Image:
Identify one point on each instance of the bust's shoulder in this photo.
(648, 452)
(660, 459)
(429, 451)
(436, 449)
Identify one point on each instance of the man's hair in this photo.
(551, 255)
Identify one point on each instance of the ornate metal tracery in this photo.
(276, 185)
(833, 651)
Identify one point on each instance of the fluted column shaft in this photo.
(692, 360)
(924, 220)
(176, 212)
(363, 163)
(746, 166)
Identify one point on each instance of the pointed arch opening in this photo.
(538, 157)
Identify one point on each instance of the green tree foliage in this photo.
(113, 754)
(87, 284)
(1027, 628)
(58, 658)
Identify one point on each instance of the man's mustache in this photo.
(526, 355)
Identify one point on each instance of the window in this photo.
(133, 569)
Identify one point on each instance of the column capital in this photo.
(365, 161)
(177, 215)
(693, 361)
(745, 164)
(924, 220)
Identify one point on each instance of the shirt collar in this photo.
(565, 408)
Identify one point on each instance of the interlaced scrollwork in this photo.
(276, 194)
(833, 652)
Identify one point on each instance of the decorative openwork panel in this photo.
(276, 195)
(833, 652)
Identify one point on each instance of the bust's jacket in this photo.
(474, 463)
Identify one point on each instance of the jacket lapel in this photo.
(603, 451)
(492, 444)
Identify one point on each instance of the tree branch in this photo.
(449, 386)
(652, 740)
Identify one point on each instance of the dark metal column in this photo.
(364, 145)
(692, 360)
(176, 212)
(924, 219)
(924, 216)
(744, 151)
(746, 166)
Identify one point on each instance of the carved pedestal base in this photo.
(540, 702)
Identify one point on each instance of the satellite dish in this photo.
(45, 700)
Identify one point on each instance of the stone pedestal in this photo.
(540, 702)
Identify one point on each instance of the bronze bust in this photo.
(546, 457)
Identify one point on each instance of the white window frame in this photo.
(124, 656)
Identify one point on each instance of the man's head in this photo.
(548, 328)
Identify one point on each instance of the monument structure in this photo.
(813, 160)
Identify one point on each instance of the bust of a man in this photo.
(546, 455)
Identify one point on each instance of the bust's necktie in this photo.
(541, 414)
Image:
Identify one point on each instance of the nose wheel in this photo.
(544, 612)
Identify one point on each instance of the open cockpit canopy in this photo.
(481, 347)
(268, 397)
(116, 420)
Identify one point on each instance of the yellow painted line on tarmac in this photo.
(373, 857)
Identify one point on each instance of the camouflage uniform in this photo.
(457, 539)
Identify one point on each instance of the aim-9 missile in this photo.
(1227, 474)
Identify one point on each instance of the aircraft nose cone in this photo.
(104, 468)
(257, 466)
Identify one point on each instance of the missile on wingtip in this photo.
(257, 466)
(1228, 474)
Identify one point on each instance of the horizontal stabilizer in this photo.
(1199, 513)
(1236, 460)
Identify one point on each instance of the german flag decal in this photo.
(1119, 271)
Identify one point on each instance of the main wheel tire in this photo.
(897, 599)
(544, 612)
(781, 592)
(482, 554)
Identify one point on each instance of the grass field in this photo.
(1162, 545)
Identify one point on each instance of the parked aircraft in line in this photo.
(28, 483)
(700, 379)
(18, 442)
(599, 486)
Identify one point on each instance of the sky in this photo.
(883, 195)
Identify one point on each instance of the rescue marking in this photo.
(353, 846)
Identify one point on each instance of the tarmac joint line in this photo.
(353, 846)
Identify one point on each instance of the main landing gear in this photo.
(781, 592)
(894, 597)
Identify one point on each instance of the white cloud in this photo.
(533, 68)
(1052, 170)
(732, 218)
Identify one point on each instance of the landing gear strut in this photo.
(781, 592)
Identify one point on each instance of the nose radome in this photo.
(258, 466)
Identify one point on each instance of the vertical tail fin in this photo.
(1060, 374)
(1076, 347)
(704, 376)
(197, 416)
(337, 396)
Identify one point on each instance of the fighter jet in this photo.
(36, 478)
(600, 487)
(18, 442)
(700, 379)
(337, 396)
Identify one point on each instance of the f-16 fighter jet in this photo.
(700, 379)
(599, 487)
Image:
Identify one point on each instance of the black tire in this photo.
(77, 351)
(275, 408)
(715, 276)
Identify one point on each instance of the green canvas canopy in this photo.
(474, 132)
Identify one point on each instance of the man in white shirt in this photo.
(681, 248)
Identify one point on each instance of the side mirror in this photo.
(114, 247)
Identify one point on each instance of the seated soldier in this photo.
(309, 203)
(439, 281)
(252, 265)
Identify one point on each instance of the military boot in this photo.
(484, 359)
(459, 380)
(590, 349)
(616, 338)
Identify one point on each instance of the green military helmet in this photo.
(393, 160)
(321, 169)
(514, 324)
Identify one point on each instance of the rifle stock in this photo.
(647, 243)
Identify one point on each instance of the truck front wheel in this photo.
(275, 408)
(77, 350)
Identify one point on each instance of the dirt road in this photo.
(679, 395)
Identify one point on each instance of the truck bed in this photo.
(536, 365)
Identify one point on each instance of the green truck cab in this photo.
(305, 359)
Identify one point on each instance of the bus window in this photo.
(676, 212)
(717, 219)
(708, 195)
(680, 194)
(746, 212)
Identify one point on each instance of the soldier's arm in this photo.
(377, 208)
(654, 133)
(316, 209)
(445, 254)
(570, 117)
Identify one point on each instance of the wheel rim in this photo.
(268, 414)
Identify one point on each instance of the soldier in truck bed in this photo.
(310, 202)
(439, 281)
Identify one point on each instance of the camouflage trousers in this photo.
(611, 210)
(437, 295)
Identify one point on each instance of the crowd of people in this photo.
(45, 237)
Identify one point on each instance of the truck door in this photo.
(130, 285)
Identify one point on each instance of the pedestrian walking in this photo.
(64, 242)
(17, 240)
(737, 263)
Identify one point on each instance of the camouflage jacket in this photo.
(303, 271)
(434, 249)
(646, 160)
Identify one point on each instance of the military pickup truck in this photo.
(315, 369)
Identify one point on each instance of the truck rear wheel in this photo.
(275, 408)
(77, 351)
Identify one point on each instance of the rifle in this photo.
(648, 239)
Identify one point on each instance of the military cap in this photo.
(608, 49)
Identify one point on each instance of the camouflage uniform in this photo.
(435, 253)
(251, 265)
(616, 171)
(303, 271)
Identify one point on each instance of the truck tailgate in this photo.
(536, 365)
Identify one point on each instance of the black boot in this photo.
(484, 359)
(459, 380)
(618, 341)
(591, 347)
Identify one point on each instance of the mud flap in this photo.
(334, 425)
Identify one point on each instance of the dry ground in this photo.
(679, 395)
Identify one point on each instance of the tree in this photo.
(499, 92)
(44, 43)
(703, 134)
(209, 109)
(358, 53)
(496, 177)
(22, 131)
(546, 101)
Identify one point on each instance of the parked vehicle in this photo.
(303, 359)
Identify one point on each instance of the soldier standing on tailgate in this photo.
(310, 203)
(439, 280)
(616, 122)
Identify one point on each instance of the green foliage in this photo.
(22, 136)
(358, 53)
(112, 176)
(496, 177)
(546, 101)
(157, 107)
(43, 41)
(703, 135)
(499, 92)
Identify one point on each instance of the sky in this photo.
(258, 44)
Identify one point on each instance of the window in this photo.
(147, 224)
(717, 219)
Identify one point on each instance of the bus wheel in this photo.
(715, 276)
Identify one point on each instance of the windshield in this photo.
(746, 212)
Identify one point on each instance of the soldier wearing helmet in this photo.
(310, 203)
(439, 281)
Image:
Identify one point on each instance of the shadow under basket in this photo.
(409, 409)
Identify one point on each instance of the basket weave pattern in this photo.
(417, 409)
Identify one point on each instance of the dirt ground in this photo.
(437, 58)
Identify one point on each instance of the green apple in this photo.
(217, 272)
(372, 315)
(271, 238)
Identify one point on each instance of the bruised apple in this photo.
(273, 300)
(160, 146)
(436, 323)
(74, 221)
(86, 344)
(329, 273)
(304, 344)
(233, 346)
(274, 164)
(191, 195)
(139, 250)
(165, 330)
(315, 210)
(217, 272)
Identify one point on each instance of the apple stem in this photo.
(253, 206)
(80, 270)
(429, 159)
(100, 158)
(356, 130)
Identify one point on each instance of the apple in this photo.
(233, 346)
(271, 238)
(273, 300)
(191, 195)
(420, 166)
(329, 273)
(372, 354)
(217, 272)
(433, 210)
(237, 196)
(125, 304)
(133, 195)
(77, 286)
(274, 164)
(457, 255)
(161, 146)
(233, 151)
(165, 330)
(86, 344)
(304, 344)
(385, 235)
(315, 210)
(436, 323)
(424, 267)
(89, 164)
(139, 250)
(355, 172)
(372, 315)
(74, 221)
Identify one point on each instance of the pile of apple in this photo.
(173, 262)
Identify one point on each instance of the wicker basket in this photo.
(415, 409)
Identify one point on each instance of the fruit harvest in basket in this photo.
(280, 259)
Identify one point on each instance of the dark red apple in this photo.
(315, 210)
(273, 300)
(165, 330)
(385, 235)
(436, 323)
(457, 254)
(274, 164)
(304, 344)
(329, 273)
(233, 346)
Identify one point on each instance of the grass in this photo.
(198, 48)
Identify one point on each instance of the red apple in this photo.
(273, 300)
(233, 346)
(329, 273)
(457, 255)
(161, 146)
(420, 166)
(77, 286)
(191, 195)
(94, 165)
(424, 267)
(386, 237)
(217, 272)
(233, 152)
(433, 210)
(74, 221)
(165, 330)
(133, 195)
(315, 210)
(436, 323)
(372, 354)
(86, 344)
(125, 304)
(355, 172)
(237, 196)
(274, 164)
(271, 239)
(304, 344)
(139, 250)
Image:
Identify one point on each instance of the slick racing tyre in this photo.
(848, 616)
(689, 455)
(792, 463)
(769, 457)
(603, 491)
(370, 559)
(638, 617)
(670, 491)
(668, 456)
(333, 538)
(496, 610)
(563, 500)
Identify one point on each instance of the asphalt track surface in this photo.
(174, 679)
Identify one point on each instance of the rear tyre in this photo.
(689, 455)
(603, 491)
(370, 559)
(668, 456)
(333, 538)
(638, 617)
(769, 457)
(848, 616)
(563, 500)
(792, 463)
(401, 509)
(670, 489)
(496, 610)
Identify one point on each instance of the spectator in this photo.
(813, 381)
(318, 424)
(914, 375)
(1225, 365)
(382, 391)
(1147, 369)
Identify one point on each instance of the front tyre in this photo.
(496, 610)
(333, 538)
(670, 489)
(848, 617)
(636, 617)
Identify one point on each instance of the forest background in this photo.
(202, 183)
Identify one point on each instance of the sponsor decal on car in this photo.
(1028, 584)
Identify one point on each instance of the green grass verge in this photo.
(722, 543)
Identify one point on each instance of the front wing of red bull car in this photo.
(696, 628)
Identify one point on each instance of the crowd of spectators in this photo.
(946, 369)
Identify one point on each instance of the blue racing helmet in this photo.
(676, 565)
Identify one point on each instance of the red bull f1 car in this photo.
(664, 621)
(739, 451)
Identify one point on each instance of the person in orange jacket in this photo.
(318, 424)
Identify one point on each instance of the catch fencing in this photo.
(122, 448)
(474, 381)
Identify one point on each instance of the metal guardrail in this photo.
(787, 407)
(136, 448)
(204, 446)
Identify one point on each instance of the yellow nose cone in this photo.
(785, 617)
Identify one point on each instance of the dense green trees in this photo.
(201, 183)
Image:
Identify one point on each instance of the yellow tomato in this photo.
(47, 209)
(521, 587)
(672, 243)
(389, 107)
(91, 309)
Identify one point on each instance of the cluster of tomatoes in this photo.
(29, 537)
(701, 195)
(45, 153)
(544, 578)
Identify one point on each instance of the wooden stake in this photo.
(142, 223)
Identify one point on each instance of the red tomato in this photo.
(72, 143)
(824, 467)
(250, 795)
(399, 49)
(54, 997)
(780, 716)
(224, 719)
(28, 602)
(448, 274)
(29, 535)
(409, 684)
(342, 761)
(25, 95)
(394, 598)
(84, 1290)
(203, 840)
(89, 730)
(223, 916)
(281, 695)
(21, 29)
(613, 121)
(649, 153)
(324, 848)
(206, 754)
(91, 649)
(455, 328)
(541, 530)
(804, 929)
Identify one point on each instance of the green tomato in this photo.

◆ ◆ ◆ ◆ ◆

The answer should be the exact lines running from the line containing "Identify one point on each instance of the metal" to the last line of the entries, with nothing else.

Identify one point on each instance of the metal guardrail in this photo.
(787, 407)
(136, 448)
(204, 446)
Identify one point on each instance of the yellow nose cone in this photo.
(785, 617)
Identify one point on each instance of the dense green trees in this photo.
(201, 183)
Image:
Identify one point on each instance of the yellow tomato in this photo.
(47, 209)
(521, 587)
(672, 243)
(389, 107)
(91, 309)
Identify one point on each instance of the cluster of tomatoes in this photo.
(29, 537)
(701, 195)
(45, 153)
(544, 578)
Identify one point on each instance of the wooden stake in this photo.
(142, 223)
Identify one point on each instance of the red tomato in this photo.
(72, 143)
(824, 467)
(250, 795)
(399, 49)
(54, 997)
(780, 716)
(224, 719)
(28, 602)
(448, 274)
(29, 535)
(409, 684)
(342, 761)
(25, 95)
(394, 598)
(84, 1290)
(203, 840)
(89, 730)
(223, 916)
(281, 695)
(21, 29)
(613, 121)
(649, 153)
(324, 848)
(206, 754)
(91, 649)
(455, 328)
(541, 530)
(804, 929)
Identify one point on each instance of the green tomato in this photo.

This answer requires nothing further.